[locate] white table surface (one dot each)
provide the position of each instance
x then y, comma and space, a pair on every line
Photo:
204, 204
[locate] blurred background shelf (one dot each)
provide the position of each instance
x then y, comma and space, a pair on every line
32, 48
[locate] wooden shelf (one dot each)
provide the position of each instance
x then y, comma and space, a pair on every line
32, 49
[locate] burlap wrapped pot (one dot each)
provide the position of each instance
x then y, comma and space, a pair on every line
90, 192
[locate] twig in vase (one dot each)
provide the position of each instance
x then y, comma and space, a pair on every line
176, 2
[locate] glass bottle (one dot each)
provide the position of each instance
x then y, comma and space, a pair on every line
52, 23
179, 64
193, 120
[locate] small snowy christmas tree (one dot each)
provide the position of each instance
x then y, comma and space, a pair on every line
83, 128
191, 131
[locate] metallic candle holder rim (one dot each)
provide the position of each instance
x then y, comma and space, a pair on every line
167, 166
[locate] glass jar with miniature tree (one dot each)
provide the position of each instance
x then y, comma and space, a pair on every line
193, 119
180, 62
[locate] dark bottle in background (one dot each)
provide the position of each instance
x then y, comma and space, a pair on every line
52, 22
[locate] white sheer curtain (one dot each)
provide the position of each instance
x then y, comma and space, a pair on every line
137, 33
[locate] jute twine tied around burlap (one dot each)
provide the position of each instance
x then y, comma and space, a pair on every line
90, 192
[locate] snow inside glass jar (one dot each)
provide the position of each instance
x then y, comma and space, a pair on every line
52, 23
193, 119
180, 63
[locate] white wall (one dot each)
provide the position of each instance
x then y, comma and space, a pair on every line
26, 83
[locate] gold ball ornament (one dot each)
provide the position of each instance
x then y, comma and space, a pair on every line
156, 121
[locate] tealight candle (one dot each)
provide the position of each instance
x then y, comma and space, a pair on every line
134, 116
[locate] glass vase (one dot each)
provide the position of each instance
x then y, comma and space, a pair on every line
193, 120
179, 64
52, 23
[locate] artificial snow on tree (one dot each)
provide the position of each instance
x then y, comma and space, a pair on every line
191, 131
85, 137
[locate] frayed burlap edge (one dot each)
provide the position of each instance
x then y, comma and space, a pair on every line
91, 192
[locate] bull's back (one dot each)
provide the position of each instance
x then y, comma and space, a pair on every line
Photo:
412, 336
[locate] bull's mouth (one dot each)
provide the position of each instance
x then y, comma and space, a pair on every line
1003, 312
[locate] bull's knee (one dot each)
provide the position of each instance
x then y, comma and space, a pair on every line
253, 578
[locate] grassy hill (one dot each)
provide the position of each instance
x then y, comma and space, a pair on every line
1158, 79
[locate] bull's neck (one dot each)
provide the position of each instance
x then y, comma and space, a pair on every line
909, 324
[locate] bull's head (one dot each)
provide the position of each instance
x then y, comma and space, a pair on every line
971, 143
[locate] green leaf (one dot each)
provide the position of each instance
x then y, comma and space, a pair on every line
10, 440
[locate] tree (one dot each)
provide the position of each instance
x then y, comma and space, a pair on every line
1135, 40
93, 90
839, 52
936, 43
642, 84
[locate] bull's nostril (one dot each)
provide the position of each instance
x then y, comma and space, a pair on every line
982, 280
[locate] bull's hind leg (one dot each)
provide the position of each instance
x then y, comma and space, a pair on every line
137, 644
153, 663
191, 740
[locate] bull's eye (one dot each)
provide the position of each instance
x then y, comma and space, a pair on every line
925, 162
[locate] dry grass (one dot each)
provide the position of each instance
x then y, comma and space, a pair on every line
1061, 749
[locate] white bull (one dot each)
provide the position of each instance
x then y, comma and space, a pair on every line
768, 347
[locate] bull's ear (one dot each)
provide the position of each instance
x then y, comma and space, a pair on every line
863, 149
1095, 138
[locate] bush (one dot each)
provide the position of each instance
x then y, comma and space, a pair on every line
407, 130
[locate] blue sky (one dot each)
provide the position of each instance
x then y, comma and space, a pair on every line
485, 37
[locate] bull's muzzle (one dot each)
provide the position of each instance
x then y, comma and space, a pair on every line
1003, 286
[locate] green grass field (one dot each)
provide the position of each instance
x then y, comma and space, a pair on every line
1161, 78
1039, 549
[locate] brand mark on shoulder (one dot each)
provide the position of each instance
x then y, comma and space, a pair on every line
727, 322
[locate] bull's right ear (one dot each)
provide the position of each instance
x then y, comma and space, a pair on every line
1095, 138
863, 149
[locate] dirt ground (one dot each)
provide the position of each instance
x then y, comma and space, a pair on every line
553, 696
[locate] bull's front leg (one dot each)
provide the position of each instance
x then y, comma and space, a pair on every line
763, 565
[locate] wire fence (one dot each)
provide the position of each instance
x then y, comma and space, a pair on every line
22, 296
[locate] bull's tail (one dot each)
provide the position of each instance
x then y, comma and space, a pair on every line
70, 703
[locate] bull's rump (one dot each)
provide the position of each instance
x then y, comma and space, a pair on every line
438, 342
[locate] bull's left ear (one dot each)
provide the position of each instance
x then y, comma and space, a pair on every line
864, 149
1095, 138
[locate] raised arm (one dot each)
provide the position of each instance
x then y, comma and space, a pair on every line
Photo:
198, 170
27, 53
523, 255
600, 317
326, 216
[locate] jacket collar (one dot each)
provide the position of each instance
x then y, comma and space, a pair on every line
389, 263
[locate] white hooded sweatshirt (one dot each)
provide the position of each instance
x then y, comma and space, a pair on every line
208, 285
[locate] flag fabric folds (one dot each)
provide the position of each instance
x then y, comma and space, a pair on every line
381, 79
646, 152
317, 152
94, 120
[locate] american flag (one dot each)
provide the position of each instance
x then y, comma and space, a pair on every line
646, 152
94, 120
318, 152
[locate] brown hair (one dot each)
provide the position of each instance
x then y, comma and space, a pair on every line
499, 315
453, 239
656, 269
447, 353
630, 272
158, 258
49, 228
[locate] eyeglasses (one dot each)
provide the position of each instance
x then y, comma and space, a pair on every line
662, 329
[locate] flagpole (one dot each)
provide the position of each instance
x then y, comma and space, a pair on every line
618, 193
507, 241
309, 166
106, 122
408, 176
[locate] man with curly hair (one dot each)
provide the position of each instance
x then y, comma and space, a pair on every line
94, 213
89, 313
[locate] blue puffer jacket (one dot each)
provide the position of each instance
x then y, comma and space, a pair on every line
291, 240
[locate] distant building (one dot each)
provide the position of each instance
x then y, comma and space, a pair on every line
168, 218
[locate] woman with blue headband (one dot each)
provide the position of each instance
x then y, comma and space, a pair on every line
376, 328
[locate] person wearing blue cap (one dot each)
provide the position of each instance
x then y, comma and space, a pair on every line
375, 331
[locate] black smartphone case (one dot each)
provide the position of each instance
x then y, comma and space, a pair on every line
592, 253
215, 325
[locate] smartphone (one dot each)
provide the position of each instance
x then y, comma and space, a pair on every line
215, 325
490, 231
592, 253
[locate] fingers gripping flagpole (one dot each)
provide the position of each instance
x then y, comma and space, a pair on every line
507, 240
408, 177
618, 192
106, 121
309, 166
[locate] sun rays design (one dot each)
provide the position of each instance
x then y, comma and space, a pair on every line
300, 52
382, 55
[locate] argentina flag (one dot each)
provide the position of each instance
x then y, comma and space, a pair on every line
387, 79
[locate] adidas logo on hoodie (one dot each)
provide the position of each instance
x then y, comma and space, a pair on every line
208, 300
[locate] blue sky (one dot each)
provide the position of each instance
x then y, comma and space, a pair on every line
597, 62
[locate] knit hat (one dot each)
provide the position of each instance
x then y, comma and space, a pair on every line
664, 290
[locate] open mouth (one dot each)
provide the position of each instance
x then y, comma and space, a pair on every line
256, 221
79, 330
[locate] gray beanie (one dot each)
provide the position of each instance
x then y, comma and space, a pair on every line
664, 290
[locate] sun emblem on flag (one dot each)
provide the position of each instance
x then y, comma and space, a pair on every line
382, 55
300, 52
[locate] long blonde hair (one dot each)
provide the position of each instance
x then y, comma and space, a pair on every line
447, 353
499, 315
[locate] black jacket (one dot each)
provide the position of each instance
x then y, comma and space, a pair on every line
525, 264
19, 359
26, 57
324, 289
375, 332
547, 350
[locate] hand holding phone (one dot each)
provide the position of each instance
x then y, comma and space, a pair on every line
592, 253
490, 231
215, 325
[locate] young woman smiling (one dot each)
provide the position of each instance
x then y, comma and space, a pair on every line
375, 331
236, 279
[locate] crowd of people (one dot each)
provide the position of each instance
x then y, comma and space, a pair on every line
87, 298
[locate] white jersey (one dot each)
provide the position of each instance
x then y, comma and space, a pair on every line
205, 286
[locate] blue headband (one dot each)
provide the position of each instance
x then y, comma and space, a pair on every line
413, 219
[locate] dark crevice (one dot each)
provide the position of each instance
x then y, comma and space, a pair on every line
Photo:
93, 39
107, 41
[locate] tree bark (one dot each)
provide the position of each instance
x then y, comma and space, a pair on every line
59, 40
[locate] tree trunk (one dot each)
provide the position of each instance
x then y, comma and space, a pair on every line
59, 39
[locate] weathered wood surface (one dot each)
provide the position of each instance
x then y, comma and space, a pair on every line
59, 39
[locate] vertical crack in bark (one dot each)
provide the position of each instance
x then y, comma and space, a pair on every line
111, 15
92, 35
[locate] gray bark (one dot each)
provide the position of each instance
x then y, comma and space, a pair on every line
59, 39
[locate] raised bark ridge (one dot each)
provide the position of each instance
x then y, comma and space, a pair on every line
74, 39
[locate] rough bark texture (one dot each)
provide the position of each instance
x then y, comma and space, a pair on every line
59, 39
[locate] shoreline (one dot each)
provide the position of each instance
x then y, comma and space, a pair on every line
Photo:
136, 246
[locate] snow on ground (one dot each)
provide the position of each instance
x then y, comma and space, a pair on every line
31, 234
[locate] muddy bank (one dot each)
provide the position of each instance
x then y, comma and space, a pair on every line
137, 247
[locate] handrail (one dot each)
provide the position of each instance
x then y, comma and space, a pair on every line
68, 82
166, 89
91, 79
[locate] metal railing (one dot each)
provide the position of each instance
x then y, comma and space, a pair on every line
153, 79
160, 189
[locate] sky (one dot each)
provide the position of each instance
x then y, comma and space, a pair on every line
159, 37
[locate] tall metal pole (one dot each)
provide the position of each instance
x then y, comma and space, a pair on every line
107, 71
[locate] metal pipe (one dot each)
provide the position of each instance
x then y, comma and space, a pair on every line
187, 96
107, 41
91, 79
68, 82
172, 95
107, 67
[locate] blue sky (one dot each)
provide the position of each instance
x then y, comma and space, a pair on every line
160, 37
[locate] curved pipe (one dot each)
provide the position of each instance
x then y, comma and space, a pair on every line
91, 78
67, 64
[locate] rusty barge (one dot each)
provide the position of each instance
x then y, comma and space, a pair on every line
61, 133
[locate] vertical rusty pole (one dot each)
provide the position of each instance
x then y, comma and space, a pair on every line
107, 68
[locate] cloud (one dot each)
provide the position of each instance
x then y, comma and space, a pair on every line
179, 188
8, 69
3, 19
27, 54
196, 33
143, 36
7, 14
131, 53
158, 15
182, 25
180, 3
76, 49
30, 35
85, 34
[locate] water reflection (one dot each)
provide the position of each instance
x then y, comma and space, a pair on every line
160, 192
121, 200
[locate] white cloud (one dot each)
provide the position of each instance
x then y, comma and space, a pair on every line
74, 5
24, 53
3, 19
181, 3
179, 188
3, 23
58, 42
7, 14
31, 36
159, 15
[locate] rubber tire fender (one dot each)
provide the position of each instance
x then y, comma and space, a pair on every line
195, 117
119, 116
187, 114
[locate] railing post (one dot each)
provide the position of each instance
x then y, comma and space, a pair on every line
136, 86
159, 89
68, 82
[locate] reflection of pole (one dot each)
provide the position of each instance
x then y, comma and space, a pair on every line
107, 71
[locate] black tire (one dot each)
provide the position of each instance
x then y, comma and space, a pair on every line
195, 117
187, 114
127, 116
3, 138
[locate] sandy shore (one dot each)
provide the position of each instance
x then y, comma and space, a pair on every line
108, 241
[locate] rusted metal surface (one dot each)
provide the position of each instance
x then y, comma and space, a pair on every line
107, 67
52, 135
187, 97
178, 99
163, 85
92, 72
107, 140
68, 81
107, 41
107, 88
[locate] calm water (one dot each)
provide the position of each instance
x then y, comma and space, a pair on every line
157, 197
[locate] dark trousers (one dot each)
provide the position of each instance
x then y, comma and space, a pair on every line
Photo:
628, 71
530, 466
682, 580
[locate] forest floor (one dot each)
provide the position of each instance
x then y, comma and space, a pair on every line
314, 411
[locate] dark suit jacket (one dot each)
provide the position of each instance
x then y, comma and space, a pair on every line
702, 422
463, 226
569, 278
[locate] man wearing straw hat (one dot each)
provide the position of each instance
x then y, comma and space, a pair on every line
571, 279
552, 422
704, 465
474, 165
◆ ◆ ◆
TASK DESCRIPTION:
Working from the entries above, filter out every line that lacks "railing" and copy what remains.

OUTPUT FOR THIS EXERCISE:
[locate] metal railing (one dot each)
[locate] railing post (one dot each)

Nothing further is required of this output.